[Excerpt from a dataset]
## Start
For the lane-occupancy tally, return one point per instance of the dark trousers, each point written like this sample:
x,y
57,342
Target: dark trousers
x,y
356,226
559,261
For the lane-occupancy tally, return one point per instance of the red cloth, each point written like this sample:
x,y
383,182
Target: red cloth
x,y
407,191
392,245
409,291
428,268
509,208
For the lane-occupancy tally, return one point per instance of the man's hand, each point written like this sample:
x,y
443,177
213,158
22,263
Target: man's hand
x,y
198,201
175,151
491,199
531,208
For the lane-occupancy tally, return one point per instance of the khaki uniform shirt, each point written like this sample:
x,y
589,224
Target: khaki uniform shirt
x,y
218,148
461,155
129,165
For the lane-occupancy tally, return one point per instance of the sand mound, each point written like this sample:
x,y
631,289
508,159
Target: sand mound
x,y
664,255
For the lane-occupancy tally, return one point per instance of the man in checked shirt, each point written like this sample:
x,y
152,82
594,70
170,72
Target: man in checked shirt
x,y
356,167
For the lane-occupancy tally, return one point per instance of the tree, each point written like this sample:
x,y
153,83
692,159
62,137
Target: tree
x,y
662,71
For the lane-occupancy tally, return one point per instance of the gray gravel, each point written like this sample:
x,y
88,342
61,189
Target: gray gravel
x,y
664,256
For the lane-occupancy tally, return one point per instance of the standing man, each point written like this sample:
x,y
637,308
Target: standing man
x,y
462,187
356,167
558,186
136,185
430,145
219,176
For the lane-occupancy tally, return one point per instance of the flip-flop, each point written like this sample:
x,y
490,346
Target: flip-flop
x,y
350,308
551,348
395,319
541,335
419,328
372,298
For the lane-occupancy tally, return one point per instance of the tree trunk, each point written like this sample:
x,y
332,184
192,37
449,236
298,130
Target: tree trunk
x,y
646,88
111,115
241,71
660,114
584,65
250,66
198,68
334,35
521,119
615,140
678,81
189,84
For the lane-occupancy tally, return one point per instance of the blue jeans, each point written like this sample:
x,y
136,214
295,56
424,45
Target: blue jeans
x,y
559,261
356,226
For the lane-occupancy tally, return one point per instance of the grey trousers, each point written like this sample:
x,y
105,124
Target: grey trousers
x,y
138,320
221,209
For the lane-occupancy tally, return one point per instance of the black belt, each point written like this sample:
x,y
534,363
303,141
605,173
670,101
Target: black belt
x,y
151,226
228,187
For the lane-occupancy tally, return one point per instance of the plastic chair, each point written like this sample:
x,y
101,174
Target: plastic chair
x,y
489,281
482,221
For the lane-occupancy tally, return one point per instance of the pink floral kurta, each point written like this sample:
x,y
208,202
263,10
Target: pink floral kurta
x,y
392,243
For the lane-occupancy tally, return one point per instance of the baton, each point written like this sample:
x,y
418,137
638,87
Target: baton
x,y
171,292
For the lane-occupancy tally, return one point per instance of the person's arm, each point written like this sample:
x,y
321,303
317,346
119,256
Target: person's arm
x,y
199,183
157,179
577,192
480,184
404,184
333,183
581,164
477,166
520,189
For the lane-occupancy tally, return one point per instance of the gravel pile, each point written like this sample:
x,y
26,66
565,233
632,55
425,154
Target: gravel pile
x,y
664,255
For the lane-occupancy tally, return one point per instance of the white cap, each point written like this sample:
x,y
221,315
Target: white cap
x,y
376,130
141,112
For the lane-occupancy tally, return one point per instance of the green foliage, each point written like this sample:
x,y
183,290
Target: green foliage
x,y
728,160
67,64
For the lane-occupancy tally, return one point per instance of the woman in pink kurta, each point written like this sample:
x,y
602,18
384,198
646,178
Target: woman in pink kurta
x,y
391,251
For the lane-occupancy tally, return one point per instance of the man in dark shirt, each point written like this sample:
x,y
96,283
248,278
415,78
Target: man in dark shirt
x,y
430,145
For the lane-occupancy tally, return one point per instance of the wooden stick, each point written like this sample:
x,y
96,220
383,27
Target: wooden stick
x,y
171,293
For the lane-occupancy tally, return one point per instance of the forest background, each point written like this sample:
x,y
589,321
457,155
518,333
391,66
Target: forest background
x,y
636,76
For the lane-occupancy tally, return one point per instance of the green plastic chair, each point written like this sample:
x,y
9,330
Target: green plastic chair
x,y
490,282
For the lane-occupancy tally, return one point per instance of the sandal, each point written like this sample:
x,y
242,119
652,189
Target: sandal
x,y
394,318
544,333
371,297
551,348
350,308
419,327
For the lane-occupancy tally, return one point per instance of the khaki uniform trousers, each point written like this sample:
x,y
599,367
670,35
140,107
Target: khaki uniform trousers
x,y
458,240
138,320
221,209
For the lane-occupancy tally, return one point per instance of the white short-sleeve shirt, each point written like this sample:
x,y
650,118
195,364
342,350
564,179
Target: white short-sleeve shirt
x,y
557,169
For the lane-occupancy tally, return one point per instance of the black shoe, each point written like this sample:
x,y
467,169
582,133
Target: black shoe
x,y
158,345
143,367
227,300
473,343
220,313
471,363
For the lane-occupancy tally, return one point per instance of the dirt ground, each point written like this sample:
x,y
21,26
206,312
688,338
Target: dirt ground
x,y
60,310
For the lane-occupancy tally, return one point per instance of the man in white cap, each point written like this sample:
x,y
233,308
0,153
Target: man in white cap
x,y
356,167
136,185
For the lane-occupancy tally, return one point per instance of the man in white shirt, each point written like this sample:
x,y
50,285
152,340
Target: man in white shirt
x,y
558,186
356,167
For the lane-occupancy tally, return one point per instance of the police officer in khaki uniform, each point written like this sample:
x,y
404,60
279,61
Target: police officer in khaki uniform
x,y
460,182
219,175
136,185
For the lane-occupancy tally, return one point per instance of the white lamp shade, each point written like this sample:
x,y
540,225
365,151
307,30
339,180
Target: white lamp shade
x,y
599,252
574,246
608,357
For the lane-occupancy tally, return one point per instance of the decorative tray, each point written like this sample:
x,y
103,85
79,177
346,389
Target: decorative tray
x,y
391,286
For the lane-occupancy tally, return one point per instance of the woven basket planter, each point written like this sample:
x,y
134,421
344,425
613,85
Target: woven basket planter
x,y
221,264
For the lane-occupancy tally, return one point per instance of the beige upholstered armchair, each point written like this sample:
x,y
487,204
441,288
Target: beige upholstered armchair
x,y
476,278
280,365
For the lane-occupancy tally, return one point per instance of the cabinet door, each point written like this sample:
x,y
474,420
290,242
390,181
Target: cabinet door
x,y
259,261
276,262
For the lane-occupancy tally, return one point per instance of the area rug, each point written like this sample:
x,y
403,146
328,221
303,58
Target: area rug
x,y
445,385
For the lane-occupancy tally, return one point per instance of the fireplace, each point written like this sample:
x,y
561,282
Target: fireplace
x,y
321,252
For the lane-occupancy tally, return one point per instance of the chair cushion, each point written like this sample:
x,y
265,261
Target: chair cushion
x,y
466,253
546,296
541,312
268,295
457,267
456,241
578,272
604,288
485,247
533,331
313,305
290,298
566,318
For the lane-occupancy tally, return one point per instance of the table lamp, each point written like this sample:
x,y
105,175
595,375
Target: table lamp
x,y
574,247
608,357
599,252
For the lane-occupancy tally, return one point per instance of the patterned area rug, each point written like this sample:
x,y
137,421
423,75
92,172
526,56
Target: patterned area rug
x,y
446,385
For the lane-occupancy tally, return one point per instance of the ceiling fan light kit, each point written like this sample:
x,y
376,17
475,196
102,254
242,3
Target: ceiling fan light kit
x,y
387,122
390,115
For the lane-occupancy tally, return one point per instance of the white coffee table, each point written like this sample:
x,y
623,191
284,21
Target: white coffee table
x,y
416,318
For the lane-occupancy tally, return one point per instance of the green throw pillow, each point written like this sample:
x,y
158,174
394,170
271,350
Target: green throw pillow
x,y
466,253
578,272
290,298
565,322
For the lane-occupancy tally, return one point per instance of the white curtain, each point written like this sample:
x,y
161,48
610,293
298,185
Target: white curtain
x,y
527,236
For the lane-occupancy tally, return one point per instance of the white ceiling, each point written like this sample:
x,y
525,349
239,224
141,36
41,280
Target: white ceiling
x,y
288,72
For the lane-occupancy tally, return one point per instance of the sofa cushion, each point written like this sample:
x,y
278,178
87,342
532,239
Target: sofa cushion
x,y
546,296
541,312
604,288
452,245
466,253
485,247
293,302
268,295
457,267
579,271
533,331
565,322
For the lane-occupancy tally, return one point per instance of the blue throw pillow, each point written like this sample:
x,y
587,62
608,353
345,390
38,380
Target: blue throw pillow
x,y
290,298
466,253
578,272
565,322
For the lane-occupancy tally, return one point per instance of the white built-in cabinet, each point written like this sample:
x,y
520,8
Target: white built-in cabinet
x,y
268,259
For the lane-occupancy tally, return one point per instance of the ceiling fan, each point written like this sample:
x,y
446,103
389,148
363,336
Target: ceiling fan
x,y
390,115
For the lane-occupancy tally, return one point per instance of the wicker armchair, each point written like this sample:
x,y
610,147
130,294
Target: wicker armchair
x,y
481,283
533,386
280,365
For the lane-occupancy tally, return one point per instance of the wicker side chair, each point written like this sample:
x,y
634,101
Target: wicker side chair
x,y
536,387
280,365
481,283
## End
◆ Brief
Repeat only what runs from the line holding "of the sofa" to the end of the data, keeping every line exactly as written, first and last included.

◆ Correct output
For the lane-occupancy tally, return one point per instance of the sofa cushion, each point written like this sample:
x,y
278,178
87,342
532,239
Target: sofa cushion
x,y
546,296
541,312
604,288
452,245
466,253
485,247
293,302
268,295
457,267
579,271
533,331
565,322
For the lane-occupancy tally, return one point per instance of the blue throw pillow, each point written like this sample:
x,y
587,62
608,353
345,390
38,380
Target: blue throw pillow
x,y
290,298
466,253
578,272
565,322
For the lane-occupancy tally, return one point per instance of the white built-in cabinet, each point written like this sample:
x,y
520,8
Target: white built-in cabinet
x,y
268,259
For the lane-occupancy tally, return one point per instance of the ceiling fan, each point written like this sample:
x,y
446,103
389,148
363,336
Target: ceiling fan
x,y
390,115
For the lane-occupancy tally, return one point per instance of the wicker armchair, each point written like this sample:
x,y
610,147
130,294
Target: wicker armchair
x,y
481,283
533,386
280,365
For the lane-occupancy tally, return one point per instance of the wicker side chair, each point written like this sample:
x,y
634,101
Target: wicker side chair
x,y
536,387
280,365
481,283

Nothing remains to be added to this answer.